[Task instructions]:
1 - From the interview with Thom Newton on the Conran Design Group network, list every city named as the location of one of the Group's global studios.
2 - Answer these questions using the interview with Thom Newton on the Conran Design Group network. Mark each answer with its letter.
(a) In what year was the Conran Design Group founded, and by whom?
(b) What is the name of the proprietary study released alongside the network launch?
(c) In what year was the office in India opened?
3 - Write the next part of the interview with Thom Newton on the Conran Design Group network, continuing from its last line.

[Excerpt provided]:
________________
Anupama Sajeet
Mar 21, 2024

Global CEO Thom Newton on Conran Design Group's network expansion, India's entrepreneurial spirit, and the role of modern design

As Havas announces Conran Design Group’s rebrand as its new flagship network for Design, Campaign India talks to Newton about the intent behind the launch, why he’s excited to roll it out from India, and what it truly means to be a citizen brand

Global CEO Thom Newton on Conran Design Group's network expansion, India's entrepreneurial spirit, and the role of modern design
Havas has launched Conran Design Group network—a new global offering dedicated to brand and design based on the long-standing expertise and talent at Conran Design Group, and W, Havas’ leading creative branding agency in France.
 
The network launch also marks the release of Conran Design Group’s new proprietary study, Citizen Brands, an evidence-based brand and design framework that identifies which brands are achieving balanced growth. 
 
Founded in 1957 by Sir Terence Conran, the Conran Design Group is today helmed by global CEO Thom Newton, who is responsible for the overall leadership of the Group across all of its regional operations in the UK, the US and India—with global studios in London, New York, Paris and Mumbai.
 
On his first trip to India in 2024 to launch the agency in Mumbai, Newton, has an in-depth conversation with Campaign India to share insights about the thought behind the network launch, why the agency is doing it from India, and delves into key learnings from the Citizens Brands report.
 
Below are the edited excerpts from the chat:
 
Thom, help us understand what led to the launch of this new design network. Is this part of Havas’ ongoing consolidation plan, what was the thought behind turning it into a network from an agency, and what does the difference entail?
 
It's a couple of different things. Yes, there's definitely a drive within Havas that is about integration and consolidation. And that convergence of different networks and different organisations makes us an easier business to work—because then, we can help our clients from A-Z. So, it's certainly part of that Group backdrop. 
 
We also felt that Havas needed a globalised and enhanced brand and design offering. So, we've got our own house in order in that sense, by bringing together the design and brand specialisms from the Group into one new Conran Design Group brand—all with the ambition to make sure that we can give our clients the best possible service and range of specialisms.
 
In the context of India, that global strength, coupled with a real deep-rooted connection to the region an understanding of the demographics and the dynamics of the region—that combination can be very powerful. So, it was those two things absolutely at the heart of it, from a Group point of view.
 
What inspired you to announce the network rollout from India?
 
India is a really critical market, not just for Conran looking forward, but for the Havas Group as well. It was just a great partnership with Havas India and a great collaboration, and we couldn't think of anywhere more appropriate to launch the network. Partly because of the energy and the collaborative spirit we felt with our team here [too]. Havas India has been amazing from day one of when we opened our office here in 2021, and it's just gathered momentum. So, that was one reason. 
 
This is my first trip to Mumbai because ironically, when we opened our business here, we did it all virtually as it was right in the middle of lockdown. But it has such an energising demographic, very entrepreneurial, very brand literate and obviously, all of those ingredients give us great encouragement for the design and brand offering here. It was honestly a really easy choice to launch out of Mumbai, and we made the decision to do so almost 12 months ago. So far so good!
 
What are your wider APAC plans for positioning the brand, and how do you plan to compete with other design agencies in the region?
________________
[Data]:
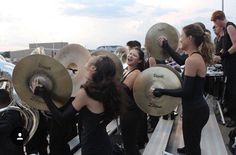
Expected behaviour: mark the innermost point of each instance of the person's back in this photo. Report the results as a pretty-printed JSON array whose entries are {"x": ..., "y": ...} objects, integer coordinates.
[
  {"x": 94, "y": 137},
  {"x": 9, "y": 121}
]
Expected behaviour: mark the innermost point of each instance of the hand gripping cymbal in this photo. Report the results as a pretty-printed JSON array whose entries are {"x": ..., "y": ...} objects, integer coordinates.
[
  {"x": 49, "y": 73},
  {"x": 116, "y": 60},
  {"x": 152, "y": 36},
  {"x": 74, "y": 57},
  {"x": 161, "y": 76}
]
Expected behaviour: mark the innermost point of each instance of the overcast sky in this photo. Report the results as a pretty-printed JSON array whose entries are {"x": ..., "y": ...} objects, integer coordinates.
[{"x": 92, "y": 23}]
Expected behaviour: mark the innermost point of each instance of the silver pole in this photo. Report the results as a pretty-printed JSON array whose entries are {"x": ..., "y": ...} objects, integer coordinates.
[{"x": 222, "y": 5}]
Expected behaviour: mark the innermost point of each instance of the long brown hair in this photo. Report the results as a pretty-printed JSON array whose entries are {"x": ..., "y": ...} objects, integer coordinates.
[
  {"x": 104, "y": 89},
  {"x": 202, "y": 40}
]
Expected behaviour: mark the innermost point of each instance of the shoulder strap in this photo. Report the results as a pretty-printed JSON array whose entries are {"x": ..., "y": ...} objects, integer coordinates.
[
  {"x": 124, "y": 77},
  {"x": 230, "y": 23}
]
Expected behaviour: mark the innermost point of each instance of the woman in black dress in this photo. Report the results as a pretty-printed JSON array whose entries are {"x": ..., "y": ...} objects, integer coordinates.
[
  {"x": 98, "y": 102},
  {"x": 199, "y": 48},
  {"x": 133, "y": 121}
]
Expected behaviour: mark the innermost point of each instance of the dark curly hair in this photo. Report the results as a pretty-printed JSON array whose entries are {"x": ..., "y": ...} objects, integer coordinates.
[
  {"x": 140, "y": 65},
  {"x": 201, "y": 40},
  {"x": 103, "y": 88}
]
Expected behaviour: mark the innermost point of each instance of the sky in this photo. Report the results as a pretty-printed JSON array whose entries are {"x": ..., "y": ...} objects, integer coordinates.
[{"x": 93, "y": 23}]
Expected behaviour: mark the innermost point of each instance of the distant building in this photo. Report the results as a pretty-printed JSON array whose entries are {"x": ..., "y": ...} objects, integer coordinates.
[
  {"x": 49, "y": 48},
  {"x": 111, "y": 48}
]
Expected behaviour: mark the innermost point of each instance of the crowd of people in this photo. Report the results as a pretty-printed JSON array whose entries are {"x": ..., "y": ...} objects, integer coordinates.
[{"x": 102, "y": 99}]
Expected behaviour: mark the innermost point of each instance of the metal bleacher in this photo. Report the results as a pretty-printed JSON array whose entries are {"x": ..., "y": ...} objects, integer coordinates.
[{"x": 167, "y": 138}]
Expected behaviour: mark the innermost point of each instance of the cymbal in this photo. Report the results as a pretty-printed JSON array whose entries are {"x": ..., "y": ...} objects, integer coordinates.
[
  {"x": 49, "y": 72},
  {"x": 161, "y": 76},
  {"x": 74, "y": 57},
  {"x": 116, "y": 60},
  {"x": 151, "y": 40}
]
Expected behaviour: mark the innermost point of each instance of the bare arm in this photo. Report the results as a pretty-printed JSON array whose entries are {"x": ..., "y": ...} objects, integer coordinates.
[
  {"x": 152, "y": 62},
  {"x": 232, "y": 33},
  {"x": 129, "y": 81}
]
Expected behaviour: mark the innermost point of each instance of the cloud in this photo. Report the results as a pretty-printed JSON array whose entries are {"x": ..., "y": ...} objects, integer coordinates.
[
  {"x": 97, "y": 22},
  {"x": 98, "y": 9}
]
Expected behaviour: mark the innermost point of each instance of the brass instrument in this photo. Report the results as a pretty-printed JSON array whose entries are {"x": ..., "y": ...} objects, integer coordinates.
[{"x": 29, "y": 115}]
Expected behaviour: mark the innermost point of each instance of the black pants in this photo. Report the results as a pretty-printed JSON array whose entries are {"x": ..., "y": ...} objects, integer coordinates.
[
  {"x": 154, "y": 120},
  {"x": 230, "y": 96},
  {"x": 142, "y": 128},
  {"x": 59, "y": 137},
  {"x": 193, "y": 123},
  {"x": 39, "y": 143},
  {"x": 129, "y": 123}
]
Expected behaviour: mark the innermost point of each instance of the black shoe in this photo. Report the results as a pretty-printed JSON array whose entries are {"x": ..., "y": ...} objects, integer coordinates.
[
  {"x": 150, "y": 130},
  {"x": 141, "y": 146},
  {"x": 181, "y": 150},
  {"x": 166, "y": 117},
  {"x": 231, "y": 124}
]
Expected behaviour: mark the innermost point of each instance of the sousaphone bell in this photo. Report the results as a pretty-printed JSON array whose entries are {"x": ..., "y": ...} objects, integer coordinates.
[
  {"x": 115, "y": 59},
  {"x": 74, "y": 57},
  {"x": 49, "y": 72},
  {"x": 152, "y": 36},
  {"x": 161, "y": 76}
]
________________
[Expected responses]:
1 - London, New York, Paris, Mumbai

2 -
(a) 1957, by Sir Terence Conran
(b) Citizen Brands
(c) 2021

3 -
As mentioned earlier, we launched in 2021 at the heart of lockdown, and everyone thought we were crazy to do it. But we've grown and progressed really well, and we are already competing against the more established networks in the region who've been here for a decade or more.
 
We feel that offering the idea of design at the heart of inspiring progress for business will be very powerful, and that that will form the basis of our APAC positioning, and indeed, our global positioning. Also, our Citizen Brands framework and study offers a unique perspective for our clients and a unique development framework. We'll have the same unified positioning globally and we think that can really resonate in this region. 
 
Are there plans to make any acquisitions as part of Conran’s expansion?
 
Yes, there are. What we're really committed to doing is: Phase one is about harnessing absolutely the best of what we have in the group. Phase two, we’ll grow organically. We've grown organically, dynamically in India and other regions, but we will supplement that by bringing in other businesses into the network. 
 
Acquisitions are certainly planned for India and for the US, and we're looking at Latin America as well. We are committed to trying to create in the next three to five years a world-class, differentiated network of design and brand specialism. We're [also] looking for like-minded organisations that culturally share the flavour of how we work, but also share our ambition and our commitment to design to be a huge influencer on people, business and society.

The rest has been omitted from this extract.